> _The problem_: Reproduce the records below, requests included, starting with the line that contains "Please annotate the brick" and going on through the end of the records, with every answer coordinate scaled by 2 and rounded to a whole number, halves up. Leave the pictures out of your answer.

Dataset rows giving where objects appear
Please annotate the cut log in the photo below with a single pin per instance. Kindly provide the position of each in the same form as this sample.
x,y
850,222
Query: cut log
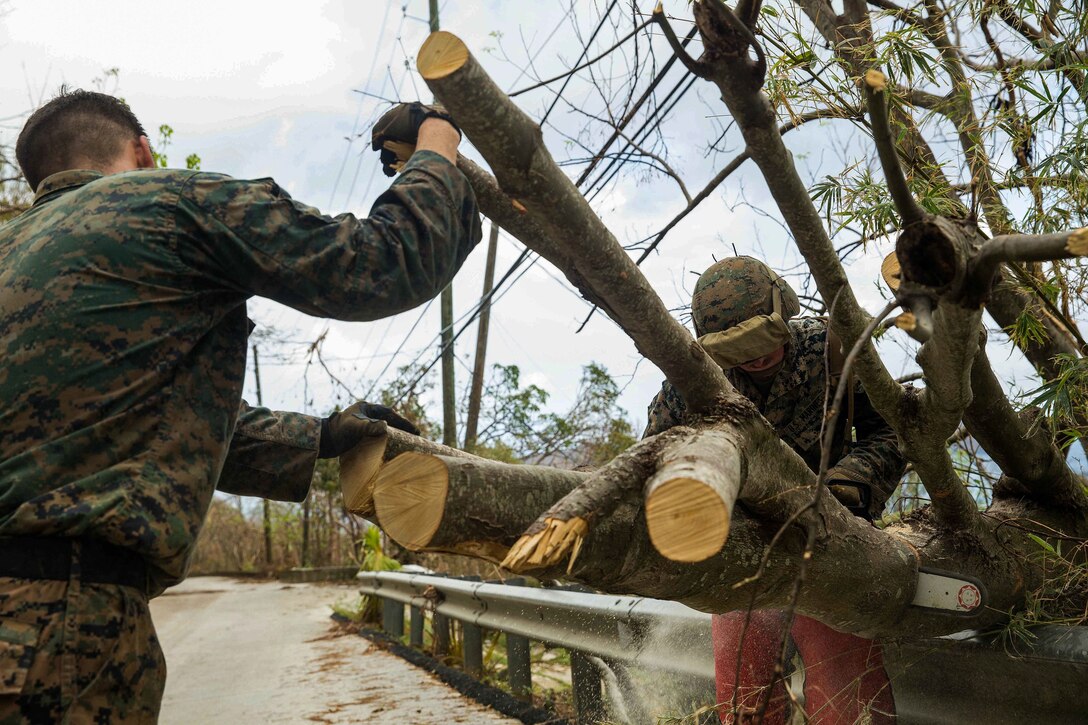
x,y
690,499
560,530
360,465
464,504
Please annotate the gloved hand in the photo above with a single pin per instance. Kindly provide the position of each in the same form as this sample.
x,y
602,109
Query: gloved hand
x,y
851,490
395,133
342,431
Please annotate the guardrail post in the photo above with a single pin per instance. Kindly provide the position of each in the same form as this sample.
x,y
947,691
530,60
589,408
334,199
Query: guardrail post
x,y
393,617
518,665
472,647
416,627
472,643
440,624
585,683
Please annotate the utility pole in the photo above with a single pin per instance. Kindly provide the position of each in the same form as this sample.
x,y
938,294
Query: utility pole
x,y
446,340
478,370
268,511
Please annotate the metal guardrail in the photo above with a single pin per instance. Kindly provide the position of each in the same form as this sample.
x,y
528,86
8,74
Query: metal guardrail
x,y
648,633
953,679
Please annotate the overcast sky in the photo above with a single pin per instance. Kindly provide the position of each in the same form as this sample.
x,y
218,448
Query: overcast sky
x,y
271,88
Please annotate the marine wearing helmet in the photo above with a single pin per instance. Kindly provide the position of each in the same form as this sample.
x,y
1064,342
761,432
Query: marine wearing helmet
x,y
744,316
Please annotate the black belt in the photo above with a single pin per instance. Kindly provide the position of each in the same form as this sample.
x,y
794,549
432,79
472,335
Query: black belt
x,y
50,557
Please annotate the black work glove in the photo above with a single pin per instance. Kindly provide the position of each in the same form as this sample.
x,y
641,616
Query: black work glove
x,y
396,132
851,491
342,431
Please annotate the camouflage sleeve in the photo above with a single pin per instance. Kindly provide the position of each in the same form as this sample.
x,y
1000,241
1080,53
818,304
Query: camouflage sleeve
x,y
252,237
665,410
875,456
272,454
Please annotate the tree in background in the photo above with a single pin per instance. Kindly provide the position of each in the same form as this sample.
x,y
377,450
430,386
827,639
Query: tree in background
x,y
968,124
516,428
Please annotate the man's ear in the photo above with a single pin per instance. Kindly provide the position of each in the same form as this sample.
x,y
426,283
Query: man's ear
x,y
144,156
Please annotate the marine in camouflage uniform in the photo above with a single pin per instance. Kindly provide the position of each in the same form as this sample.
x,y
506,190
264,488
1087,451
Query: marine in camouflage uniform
x,y
740,290
123,335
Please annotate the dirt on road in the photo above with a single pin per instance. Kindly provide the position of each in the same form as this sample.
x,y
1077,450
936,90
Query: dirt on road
x,y
249,651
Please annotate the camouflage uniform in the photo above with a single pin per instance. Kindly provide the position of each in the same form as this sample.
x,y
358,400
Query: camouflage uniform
x,y
123,334
793,401
794,408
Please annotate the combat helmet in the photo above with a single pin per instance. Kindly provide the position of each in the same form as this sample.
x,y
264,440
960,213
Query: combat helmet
x,y
740,310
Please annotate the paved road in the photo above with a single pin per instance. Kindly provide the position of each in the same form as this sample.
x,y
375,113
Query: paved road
x,y
266,652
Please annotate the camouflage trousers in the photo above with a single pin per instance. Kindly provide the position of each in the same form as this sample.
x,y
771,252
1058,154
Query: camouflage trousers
x,y
77,652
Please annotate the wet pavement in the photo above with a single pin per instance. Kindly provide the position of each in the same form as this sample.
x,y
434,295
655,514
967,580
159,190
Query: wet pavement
x,y
249,651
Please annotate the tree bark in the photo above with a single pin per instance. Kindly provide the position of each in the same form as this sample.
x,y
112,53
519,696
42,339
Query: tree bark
x,y
861,579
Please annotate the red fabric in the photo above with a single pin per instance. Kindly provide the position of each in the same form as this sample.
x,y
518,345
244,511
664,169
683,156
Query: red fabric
x,y
845,680
758,652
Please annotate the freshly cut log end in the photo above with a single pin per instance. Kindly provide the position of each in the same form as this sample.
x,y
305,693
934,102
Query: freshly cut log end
x,y
441,54
410,498
358,472
687,519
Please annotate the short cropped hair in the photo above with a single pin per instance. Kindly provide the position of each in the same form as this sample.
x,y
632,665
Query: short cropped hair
x,y
75,126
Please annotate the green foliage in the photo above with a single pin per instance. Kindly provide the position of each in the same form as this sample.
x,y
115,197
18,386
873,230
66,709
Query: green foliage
x,y
159,151
374,557
1059,599
1063,401
516,427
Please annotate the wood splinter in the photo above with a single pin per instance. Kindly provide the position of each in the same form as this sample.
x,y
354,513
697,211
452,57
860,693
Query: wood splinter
x,y
549,545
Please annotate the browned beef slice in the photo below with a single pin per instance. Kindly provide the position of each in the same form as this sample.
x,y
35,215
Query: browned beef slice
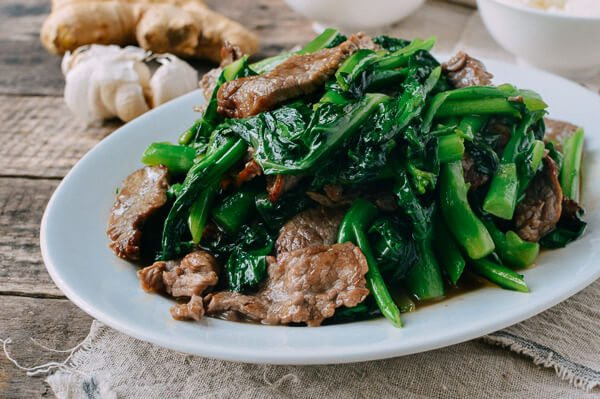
x,y
189,277
277,185
296,76
541,208
464,70
316,226
193,310
198,271
305,285
558,131
143,193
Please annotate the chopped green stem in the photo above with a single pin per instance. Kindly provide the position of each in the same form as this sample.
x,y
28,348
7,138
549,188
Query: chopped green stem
x,y
353,229
498,274
424,280
513,251
201,175
335,133
210,118
470,125
235,210
465,226
177,158
571,170
353,66
535,164
325,39
483,106
200,210
448,252
400,57
451,148
501,198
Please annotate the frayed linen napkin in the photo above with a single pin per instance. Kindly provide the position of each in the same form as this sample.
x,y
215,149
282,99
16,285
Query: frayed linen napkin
x,y
565,338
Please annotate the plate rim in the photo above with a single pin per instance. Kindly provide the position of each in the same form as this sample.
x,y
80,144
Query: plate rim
x,y
250,355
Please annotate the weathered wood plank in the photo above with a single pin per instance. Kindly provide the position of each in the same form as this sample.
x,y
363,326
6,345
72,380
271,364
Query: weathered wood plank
x,y
26,68
55,323
40,137
22,203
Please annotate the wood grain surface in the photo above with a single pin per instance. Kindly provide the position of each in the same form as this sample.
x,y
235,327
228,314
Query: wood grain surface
x,y
40,141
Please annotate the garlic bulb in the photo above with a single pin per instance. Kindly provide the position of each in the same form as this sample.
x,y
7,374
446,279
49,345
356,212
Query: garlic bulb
x,y
172,79
109,81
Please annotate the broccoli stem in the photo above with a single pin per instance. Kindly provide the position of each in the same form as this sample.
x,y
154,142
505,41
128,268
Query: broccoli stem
x,y
450,148
513,251
484,106
334,133
200,210
353,66
322,41
535,163
177,158
203,127
400,57
447,251
465,226
501,199
424,280
235,210
470,125
208,170
570,173
353,229
501,275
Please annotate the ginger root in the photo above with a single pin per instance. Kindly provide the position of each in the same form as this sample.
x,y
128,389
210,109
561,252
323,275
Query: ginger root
x,y
186,28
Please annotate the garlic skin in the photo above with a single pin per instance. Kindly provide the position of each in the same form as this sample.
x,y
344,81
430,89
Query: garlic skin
x,y
104,82
172,79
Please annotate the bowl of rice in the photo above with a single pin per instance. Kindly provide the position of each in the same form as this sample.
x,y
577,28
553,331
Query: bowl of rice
x,y
562,36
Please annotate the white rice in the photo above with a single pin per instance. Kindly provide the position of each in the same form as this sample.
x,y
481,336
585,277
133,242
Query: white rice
x,y
582,8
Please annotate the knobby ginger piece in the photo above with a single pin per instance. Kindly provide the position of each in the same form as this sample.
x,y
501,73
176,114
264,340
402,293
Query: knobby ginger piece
x,y
186,28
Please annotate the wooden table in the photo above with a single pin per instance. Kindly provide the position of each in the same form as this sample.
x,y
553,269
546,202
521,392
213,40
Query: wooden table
x,y
40,141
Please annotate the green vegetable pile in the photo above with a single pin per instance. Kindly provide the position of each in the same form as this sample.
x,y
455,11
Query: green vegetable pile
x,y
389,121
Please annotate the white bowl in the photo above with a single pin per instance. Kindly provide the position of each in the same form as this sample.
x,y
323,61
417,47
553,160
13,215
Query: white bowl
x,y
565,44
354,15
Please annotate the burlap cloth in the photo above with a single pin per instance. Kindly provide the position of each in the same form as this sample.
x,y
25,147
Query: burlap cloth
x,y
559,355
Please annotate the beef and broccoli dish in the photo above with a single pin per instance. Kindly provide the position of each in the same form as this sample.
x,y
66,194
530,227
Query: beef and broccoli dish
x,y
354,178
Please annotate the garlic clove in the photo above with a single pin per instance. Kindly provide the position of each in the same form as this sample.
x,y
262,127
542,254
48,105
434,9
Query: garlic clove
x,y
129,101
172,79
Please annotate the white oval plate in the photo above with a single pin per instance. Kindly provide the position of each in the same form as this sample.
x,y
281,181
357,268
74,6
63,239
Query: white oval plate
x,y
74,247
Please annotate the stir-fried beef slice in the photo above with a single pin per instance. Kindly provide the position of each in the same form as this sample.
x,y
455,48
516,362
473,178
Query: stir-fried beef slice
x,y
304,286
193,310
277,185
189,277
316,226
296,76
464,70
142,194
558,131
198,271
229,53
540,210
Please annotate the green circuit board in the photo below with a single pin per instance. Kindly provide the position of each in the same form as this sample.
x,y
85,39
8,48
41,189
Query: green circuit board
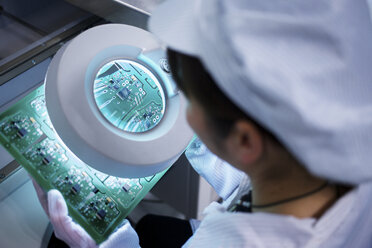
x,y
129,96
96,201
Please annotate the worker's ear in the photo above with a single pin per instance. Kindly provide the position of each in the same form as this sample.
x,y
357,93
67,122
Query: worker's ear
x,y
245,143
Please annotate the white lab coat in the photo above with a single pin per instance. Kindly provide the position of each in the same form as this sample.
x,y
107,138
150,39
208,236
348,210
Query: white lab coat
x,y
348,223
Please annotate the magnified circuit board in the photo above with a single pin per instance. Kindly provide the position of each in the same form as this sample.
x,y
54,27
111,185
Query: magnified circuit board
x,y
129,96
98,202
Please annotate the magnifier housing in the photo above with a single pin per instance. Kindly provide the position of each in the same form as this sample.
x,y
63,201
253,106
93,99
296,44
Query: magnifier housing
x,y
113,102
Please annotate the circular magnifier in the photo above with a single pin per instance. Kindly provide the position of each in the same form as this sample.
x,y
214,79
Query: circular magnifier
x,y
129,96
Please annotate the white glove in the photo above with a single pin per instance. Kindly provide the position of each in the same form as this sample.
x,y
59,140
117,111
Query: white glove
x,y
223,177
73,234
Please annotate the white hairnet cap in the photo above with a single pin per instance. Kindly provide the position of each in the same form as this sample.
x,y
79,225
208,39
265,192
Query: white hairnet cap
x,y
303,69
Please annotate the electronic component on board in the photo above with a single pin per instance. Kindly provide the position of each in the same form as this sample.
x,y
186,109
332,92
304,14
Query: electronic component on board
x,y
75,189
47,159
126,187
21,132
101,214
123,94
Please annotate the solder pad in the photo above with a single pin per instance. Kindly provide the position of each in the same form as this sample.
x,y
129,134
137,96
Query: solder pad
x,y
129,96
96,201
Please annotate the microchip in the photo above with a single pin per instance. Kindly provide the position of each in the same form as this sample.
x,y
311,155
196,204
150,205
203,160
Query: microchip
x,y
47,159
101,214
75,189
22,132
126,187
123,94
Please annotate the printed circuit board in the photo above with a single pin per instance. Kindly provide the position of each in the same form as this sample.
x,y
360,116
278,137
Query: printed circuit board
x,y
96,201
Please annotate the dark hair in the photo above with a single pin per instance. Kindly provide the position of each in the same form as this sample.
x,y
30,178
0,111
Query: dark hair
x,y
195,81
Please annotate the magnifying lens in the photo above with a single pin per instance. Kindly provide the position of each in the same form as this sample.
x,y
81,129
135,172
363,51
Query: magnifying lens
x,y
112,101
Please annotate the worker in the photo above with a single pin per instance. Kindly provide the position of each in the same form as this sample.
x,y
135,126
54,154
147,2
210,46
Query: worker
x,y
280,96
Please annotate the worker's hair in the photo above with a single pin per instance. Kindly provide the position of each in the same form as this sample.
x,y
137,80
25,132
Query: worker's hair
x,y
195,81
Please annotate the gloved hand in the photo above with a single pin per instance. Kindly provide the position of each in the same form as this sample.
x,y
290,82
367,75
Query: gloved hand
x,y
73,234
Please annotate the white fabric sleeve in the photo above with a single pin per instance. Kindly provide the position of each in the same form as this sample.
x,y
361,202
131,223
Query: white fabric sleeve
x,y
223,177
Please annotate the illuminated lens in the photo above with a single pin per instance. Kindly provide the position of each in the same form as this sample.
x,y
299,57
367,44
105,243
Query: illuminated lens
x,y
129,96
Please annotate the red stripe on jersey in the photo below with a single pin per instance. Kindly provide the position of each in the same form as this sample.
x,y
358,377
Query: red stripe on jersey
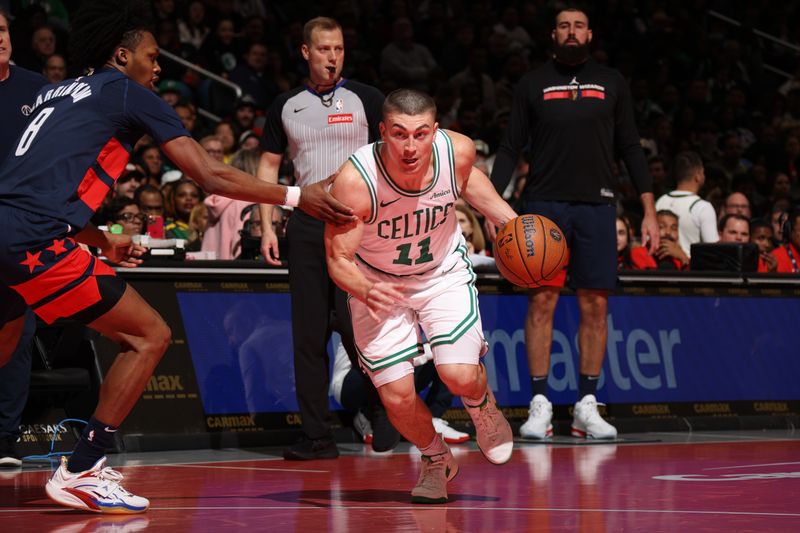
x,y
113,158
85,294
558,95
591,93
56,277
92,190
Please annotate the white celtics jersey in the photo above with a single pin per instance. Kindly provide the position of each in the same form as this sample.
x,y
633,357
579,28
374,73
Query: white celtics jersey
x,y
409,232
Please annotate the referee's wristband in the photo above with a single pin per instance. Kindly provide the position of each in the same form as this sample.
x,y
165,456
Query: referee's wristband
x,y
292,196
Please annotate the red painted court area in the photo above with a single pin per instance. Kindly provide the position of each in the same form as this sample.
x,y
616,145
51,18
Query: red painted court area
x,y
736,482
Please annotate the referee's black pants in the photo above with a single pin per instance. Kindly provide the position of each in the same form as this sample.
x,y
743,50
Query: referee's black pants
x,y
318,308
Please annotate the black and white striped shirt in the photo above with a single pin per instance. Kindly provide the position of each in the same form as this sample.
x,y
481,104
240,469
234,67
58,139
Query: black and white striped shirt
x,y
321,137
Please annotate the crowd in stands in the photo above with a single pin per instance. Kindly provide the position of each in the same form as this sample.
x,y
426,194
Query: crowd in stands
x,y
699,85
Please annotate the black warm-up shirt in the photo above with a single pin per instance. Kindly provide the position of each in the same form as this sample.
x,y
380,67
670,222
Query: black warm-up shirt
x,y
578,120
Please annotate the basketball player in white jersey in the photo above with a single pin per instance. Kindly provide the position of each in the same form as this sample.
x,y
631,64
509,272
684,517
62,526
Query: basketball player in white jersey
x,y
404,263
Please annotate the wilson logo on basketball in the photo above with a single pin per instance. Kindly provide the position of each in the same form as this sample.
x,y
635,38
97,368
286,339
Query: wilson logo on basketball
x,y
504,240
339,119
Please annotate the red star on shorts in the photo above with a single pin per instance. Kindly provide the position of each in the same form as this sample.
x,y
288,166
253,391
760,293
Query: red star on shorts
x,y
58,247
32,260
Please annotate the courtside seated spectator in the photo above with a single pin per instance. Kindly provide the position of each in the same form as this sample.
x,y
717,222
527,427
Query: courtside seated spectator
x,y
734,228
788,254
225,214
761,235
187,194
631,257
669,255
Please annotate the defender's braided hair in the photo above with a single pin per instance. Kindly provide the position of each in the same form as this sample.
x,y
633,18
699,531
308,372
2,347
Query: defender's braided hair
x,y
100,26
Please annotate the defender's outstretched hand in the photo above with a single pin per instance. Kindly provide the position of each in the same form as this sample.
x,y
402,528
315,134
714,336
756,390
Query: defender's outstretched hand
x,y
121,250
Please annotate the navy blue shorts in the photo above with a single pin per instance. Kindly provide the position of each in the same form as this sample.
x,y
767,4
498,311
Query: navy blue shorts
x,y
590,230
49,272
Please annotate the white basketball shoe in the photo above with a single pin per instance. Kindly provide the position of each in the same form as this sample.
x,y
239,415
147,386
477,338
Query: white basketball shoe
x,y
97,489
588,423
540,416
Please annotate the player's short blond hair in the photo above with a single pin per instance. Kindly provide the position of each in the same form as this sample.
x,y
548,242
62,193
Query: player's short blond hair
x,y
319,23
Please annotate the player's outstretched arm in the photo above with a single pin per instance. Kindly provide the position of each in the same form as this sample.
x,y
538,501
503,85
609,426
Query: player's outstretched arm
x,y
119,249
479,192
474,185
218,178
267,171
342,242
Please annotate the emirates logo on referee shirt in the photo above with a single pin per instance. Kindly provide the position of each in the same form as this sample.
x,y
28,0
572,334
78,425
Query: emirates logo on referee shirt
x,y
339,119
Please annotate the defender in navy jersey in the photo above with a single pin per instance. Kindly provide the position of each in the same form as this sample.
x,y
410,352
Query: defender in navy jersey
x,y
404,263
17,90
73,149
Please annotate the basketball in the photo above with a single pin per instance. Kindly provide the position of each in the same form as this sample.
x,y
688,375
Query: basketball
x,y
529,250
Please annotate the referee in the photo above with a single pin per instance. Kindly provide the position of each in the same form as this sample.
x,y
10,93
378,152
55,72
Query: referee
x,y
321,123
577,117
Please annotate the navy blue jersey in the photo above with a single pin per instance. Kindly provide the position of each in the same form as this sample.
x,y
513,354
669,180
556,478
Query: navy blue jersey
x,y
17,93
77,143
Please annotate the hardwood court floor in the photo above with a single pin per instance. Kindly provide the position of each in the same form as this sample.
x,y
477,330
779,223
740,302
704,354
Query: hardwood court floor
x,y
725,481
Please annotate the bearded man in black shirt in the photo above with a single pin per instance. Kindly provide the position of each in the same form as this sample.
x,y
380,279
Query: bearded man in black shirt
x,y
577,118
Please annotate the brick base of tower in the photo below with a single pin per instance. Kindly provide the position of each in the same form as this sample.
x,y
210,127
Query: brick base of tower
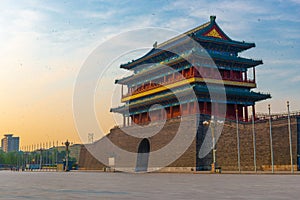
x,y
226,148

> _Written answer_:
Please annotate the brick base of tower in the photo below with a single pin per instance. Kindly provide the position of each in the same form as this sample.
x,y
210,127
Query: brick base of tower
x,y
452,296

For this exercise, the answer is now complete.